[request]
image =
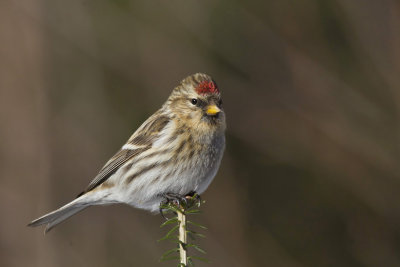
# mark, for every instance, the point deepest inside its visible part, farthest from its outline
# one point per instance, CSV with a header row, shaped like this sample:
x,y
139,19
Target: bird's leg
x,y
176,199
192,195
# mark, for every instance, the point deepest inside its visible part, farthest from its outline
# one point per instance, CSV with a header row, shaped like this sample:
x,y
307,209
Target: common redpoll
x,y
177,151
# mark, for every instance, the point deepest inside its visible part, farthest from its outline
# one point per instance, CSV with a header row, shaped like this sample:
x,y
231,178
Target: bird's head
x,y
197,102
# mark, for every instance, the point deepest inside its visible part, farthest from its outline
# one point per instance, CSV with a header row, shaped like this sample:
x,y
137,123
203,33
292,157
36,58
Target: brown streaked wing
x,y
144,138
110,168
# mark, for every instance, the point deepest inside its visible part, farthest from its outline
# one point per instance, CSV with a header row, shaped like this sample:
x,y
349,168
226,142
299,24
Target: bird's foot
x,y
193,196
179,201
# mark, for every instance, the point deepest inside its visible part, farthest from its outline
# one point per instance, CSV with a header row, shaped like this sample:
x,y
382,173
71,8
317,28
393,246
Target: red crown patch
x,y
206,87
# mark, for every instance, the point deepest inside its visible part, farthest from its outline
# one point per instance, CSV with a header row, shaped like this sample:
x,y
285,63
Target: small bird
x,y
175,152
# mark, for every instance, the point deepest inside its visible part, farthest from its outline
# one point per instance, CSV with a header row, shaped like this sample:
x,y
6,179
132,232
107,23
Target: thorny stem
x,y
182,237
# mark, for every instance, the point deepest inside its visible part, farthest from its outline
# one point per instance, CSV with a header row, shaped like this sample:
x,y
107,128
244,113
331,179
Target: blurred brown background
x,y
311,90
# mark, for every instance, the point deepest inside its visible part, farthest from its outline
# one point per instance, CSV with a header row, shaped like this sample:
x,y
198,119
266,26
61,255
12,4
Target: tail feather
x,y
55,217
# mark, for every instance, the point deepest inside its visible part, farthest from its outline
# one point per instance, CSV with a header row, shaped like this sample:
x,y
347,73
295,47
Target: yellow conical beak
x,y
212,110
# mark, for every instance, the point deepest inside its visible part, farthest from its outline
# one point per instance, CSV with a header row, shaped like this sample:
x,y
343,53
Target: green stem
x,y
182,237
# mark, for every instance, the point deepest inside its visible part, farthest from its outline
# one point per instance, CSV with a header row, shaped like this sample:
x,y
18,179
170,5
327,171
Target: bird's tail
x,y
55,217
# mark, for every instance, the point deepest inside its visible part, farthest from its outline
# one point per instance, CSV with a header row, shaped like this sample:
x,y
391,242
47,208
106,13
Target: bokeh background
x,y
311,89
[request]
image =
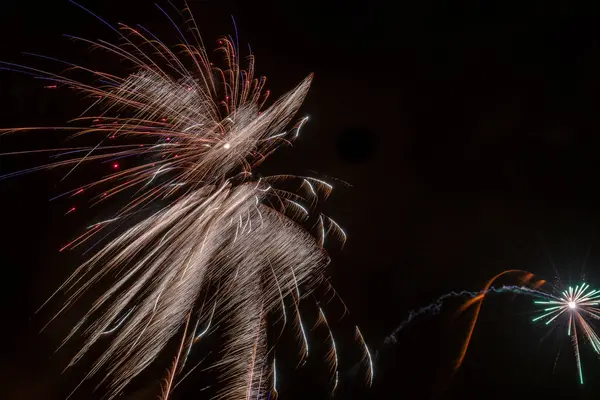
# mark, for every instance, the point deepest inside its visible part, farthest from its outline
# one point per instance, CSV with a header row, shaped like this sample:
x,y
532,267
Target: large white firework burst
x,y
225,248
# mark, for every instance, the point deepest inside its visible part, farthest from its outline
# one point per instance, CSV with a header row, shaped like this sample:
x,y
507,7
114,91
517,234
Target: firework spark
x,y
223,247
575,307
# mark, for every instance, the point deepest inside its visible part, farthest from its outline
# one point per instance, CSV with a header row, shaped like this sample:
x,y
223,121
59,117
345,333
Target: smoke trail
x,y
436,306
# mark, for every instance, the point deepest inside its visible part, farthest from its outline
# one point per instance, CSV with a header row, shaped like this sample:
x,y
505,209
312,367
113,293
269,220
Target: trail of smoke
x,y
436,307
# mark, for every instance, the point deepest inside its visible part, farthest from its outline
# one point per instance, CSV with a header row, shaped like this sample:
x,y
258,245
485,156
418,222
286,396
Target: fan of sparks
x,y
223,249
576,307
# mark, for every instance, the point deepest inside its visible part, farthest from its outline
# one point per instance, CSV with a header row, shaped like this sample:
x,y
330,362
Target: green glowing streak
x,y
552,308
553,318
542,316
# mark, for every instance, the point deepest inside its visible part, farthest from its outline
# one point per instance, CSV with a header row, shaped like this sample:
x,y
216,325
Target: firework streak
x,y
223,248
574,307
436,307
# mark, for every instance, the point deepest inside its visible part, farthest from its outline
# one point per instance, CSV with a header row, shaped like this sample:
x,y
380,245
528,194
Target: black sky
x,y
468,132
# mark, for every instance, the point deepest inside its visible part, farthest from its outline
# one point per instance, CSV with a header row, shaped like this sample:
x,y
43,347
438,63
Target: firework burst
x,y
223,248
575,307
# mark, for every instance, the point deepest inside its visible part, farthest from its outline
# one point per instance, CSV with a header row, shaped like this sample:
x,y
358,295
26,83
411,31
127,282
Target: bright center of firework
x,y
572,305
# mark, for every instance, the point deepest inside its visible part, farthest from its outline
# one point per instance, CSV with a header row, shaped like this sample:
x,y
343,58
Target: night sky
x,y
468,135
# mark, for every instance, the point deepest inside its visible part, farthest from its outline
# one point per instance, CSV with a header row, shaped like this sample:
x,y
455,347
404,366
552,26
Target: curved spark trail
x,y
200,128
436,306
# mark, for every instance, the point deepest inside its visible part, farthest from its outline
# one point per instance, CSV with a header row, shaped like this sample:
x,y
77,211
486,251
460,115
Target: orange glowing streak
x,y
465,346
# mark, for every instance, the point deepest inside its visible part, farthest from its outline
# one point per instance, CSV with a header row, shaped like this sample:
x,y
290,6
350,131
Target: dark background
x,y
468,133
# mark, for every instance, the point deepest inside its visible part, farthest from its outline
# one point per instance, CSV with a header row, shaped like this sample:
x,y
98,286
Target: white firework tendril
x,y
204,130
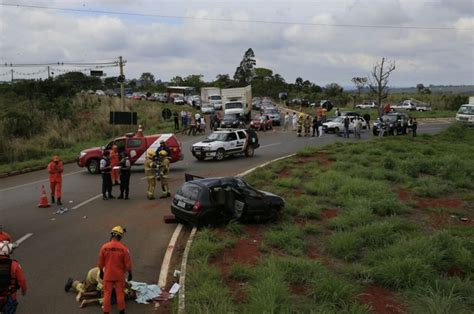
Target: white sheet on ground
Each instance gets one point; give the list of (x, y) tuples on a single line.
[(145, 291)]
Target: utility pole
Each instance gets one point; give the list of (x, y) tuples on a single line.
[(122, 84)]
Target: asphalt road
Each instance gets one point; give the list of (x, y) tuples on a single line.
[(67, 245)]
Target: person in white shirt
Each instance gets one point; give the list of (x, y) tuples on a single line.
[(295, 121), (286, 122)]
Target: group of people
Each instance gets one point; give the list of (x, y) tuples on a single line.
[(12, 277), (105, 284), (115, 166), (157, 167), (193, 123)]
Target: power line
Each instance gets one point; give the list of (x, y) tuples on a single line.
[(93, 64), (229, 20)]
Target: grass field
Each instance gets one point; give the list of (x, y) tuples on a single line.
[(372, 227), (91, 128)]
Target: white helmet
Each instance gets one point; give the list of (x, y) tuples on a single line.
[(6, 248)]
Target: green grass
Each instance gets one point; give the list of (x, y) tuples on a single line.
[(375, 239), (287, 238)]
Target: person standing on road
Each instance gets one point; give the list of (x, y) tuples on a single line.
[(367, 119), (125, 166), (307, 125), (414, 127), (55, 170), (295, 121), (114, 162), (346, 127), (381, 128), (105, 168), (286, 122), (150, 166), (11, 277), (164, 171), (184, 119), (114, 262), (176, 121)]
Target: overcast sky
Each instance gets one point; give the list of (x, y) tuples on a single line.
[(198, 44)]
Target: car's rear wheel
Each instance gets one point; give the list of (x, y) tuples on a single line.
[(220, 154), (93, 166), (249, 151)]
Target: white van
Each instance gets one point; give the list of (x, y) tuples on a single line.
[(466, 114)]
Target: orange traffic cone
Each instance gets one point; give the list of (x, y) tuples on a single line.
[(43, 199)]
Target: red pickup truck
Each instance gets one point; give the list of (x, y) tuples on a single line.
[(136, 147)]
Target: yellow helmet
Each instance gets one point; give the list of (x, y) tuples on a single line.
[(118, 230), (150, 153)]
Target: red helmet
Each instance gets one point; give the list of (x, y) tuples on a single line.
[(5, 236)]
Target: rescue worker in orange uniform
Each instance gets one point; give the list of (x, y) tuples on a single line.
[(114, 262), (11, 277), (114, 162), (55, 169)]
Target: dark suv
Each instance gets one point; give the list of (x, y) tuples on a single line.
[(213, 201), (393, 122)]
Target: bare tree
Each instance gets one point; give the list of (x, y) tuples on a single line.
[(359, 82), (378, 80)]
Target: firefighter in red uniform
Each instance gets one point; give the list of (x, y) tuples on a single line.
[(114, 262), (55, 169), (11, 276)]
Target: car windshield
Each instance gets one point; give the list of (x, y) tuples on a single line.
[(466, 110), (217, 137), (232, 105), (190, 191)]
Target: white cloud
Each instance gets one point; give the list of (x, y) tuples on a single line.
[(169, 47)]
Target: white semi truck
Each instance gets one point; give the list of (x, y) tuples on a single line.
[(238, 100)]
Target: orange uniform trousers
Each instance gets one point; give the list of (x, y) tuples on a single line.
[(119, 287)]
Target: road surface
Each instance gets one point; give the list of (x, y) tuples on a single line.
[(67, 245)]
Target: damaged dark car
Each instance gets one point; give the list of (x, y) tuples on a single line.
[(214, 201)]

• **PROMPT**
List each line of the entries that holds the string "truck".

• **OUTPUT FOR THIS EXERCISE**
Target: red pickup truck
Target: white semi truck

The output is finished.